WORK REQUIRED
Print the following entries without any change.

EXERCISE MATERIALS
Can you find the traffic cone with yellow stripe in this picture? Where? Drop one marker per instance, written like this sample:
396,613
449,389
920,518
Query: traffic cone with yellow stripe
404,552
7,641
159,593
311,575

EXERCISE ANSWER
Can you find the traffic cone with yellow stripe in this picture? Where? Drop one marker per instance, written like this sample:
396,613
449,389
920,518
Query: traffic cone with yellow stripe
404,552
7,641
159,593
311,575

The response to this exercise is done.